_Sayfa_
“Fikir özgürlüğü” ne zaman aklımıza gelir?
“Fikrimiz yasaklanınca” dediğinizi duyar gibiyim.
Haklısınız.
Eğer devlet fikrimize ilişmezse, bizim fikir özgürlüğü gibi bir
derdimiz olmaz.
Varsın başkaları bizim fikrimizi yasaklasın. Misal babamız
konuşmamıza izin vermesin, örgütümüz kişisel fikrimizi ihanet
olarak görsün, patron bizi sustursun, partimiz resmi görüş beyan
etmeden konuşmamızı men etsin... Böylesi zamanlarda “fikir
özgürlüğü” hiçbirimizin aklına gelmez.
Bir tek devletin fikrimizi yasaklamaya hakkı yok!
Bu konuda hepimiz hemfikiriz.
Eğer gerçekten de orta yerde bir fikir varsa tabii... Yoksa, işte
orası zurnanın zırt dediği yerdir.
Ne yazık ki bizde süren kavganın, sadece adı “fikir
özgürlüğü”dür.
Çünkü rahmetli Mehmed Uzun’un deyimiyle, “deha, bir daha dönmemek
üzere iki bin yıl önce bu toprakları terk etti. Buralarda doğmuş
birisinin kayda değer” bir fikir ortaya atması, bir eser vücuda
getirmesi o kadar uzun zaman alıyor ki, o kadar güç ki...
O yüzden bizim yaptığımız bir kayıkçı kavgası...
Cemil Meriç, Osmanlı’da düşüncenin olmamasını kılıcın gücüne
bağlar. Kudretli mütefekkire göre, her işini kılıçla halleden
toplumun fikir adamına ihtiyacı yoktu.

_Verilen satırlar_
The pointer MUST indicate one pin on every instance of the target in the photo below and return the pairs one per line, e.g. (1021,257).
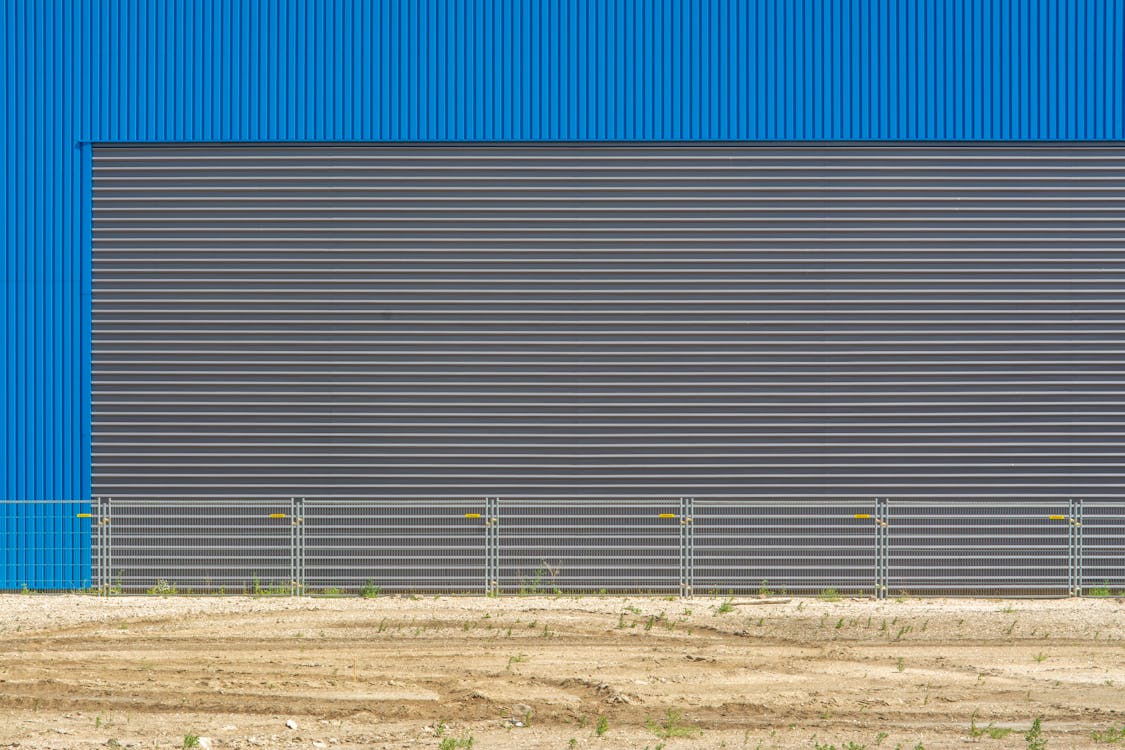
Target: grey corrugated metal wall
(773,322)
==
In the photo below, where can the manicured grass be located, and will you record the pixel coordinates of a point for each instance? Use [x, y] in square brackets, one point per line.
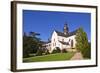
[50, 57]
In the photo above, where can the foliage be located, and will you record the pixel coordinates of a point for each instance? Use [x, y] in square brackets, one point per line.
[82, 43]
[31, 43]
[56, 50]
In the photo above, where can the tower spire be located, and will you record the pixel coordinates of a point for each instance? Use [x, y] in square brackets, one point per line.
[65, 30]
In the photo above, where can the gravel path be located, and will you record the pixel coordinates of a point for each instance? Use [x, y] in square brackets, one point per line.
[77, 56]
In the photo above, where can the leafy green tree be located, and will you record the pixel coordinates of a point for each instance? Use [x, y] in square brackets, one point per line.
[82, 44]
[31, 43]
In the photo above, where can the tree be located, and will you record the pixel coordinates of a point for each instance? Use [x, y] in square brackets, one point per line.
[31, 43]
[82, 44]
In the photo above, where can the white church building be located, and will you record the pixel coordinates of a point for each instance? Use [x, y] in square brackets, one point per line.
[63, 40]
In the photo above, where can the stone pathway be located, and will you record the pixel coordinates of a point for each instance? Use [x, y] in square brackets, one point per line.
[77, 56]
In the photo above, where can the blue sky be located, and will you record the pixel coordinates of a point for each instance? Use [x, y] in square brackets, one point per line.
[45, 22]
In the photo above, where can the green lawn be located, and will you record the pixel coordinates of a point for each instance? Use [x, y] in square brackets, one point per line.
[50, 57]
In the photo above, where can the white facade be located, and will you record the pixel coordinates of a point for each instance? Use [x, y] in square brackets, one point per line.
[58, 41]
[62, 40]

_Görevler_
A: Fikir özgürlüğü yazısına göre Cemil Meriç, Osmanlı'da düşüncenin olmamasını neye bağlar?
B: Fikir özgürlüğü üzerine yazıyı kaldığı yerden sürdürün.
Satırların bu işle hiçbir ilgisi yoktur.

_Yanıtlar_
A: Kılıcın gücüne bağlar.

B:
Bu fikrin doğruluğunu yanlışlığını tartışabiliriz ama Cumhuriyet’le
birlikte kılıcı bıraktık, hasbelkader kaleme sarıldık. Rusları
yüzyıl geriden takip ettik, Avrupalılar ise önümüzde koşan
atlılardı. Biz yayan onlar süvari, yetişmek için var gücümüzle
koşmaya başladık.
Ulaşmak istediğimiz yerin adı “muasır medeniyet”ti.
Fakat kurtarıcılarımız daha ilk adımda, hedefe ulaşmak için güçlü
fikirlere yatırım yapmak yerine, dünyanın en gizemli örgütü olan
İttihat Terakki’yi kurmakla başladılar işe.
O örgütün kuruluşundan itibaren tam yüz yıl içinde yüzlerce örgüt
daha kuruldu bu memlekette. Ama aslında hepsi tek bir örgüttü.
Kendini feshedinceye kadar çözülemeyen TKP de, ne amaçla
kurulduğunu kurucusunun da çok iyi bilmediği PKK da, bugün çözmek
için bilgisayar programlarını çözmekle işe başladığımız FETÖ de...
Ve geride kalan daha yüzlercesi. Aslında hepsi kurulan o ilk
örgütün, yani İttihat Terakki’nin birer türeviydi.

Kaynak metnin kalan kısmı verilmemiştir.